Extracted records
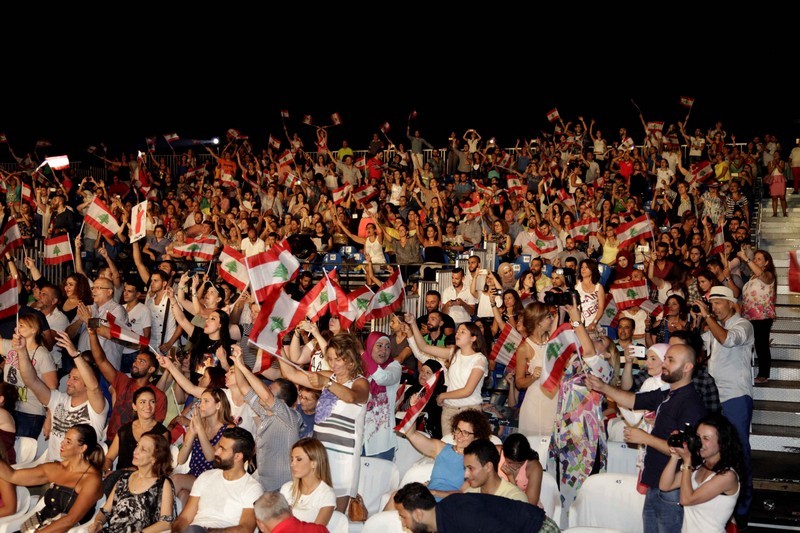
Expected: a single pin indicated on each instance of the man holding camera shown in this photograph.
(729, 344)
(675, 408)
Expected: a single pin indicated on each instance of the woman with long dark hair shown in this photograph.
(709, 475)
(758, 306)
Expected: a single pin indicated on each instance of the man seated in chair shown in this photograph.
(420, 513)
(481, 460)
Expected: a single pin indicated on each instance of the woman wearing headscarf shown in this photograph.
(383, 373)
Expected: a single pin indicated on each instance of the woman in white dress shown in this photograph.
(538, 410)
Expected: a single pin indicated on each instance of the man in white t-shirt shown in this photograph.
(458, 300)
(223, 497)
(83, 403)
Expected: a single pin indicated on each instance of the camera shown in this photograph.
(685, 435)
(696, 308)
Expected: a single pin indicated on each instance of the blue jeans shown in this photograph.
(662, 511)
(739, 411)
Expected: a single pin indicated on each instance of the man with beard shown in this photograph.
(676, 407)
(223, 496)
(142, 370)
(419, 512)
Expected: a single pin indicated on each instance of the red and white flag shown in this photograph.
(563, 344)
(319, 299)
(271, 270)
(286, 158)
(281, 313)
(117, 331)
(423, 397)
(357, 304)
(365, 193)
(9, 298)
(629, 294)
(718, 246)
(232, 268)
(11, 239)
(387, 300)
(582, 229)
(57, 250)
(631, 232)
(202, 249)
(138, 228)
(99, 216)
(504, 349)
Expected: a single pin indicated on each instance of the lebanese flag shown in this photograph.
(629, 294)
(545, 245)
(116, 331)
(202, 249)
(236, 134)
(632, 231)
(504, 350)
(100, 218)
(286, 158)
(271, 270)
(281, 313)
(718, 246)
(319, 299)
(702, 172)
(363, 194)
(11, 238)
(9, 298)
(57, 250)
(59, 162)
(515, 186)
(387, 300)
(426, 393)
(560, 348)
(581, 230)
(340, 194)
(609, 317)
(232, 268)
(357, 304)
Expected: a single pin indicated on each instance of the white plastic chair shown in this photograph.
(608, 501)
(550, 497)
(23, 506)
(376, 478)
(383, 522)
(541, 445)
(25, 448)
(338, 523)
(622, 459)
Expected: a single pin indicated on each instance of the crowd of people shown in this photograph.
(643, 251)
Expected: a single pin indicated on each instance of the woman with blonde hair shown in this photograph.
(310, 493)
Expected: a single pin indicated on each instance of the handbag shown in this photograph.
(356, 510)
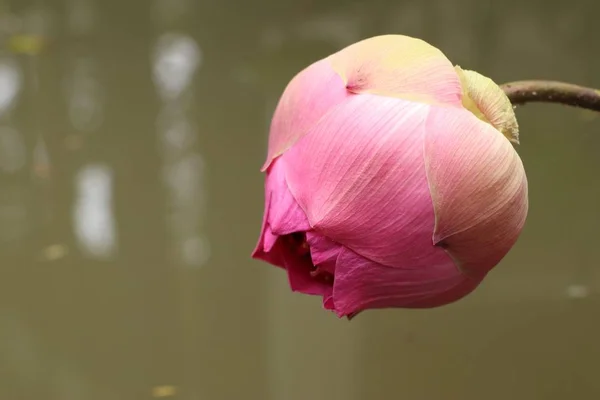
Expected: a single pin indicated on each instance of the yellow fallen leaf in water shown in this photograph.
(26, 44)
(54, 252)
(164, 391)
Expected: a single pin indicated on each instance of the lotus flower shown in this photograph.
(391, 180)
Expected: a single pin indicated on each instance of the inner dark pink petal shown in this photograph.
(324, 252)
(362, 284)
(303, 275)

**Work to be completed**. If a record contains a picture, leave the picture out; repeat the record itself exactly.

**Output**.
Expected: a single pin indicated on each instance of the man holding camera shown in this photograph.
(729, 344)
(675, 408)
Expected: a single pin indicated on each instance of the woman with long dark hair shown in this photograph.
(709, 475)
(758, 306)
Expected: a single pin indicated on each instance of the man seated in chair shown in this photograph.
(420, 513)
(481, 460)
Expected: a single pin indicated on each instance of the woman wearing headscarf shown in this photograph.
(383, 373)
Expected: a single pin indicated on each instance of the woman in white dress shown in this photograph.
(538, 410)
Expected: a single pin indicated on each instance of the man in white t-shirt shown in this photograph.
(458, 300)
(223, 497)
(83, 403)
Expected: a single pin indicated on each instance of the camera shown in this photograph.
(685, 435)
(696, 308)
Expected: a single pin indicated on each instance of the blue jeans shown in this photograph.
(662, 511)
(739, 411)
Expected: a single pin indicated on each instance of the man with beard shown in this photograph.
(676, 407)
(223, 496)
(142, 370)
(419, 512)
Expected: a single pin indicated on each instance of the red and white flag shown in this photograph.
(563, 344)
(319, 299)
(271, 270)
(286, 158)
(281, 313)
(117, 331)
(423, 397)
(357, 304)
(365, 193)
(9, 298)
(629, 294)
(718, 246)
(232, 268)
(11, 239)
(387, 300)
(582, 229)
(57, 250)
(631, 232)
(202, 249)
(138, 228)
(99, 216)
(504, 349)
Expected: a single pin indicated on each instance of the lebanese flag shown in this photograph.
(629, 294)
(545, 245)
(116, 331)
(202, 249)
(236, 134)
(632, 231)
(504, 350)
(100, 218)
(286, 158)
(271, 270)
(281, 313)
(718, 246)
(319, 299)
(702, 172)
(363, 194)
(11, 238)
(9, 298)
(57, 250)
(59, 162)
(515, 186)
(387, 300)
(426, 393)
(560, 348)
(581, 230)
(340, 194)
(609, 317)
(232, 268)
(357, 304)
Expected: a single pin indicated on each instance of the white plastic chair shown in this photograph.
(608, 501)
(550, 497)
(23, 506)
(376, 478)
(383, 522)
(541, 445)
(25, 448)
(338, 523)
(622, 459)
Expected: a single pin indicated on each instance of the crowd of people shown in this photograph.
(643, 251)
Expected: a single pin indicated on each instance of the woman with blonde hair shown in this photograph.
(310, 493)
Expected: a single pin indicated on each instance of the handbag shown in this photograph.
(356, 510)
Expected: a single pin indicated on each instance of the yellow fallen leaf in water shown in this photograph.
(26, 44)
(54, 252)
(164, 391)
Expected: a single pin indicated on each instance of the lotus flower shown in this photograph.
(391, 180)
Expected: a single pin indicated on each instance of the inner dark pink petal shown in this photograph.
(324, 252)
(362, 284)
(303, 275)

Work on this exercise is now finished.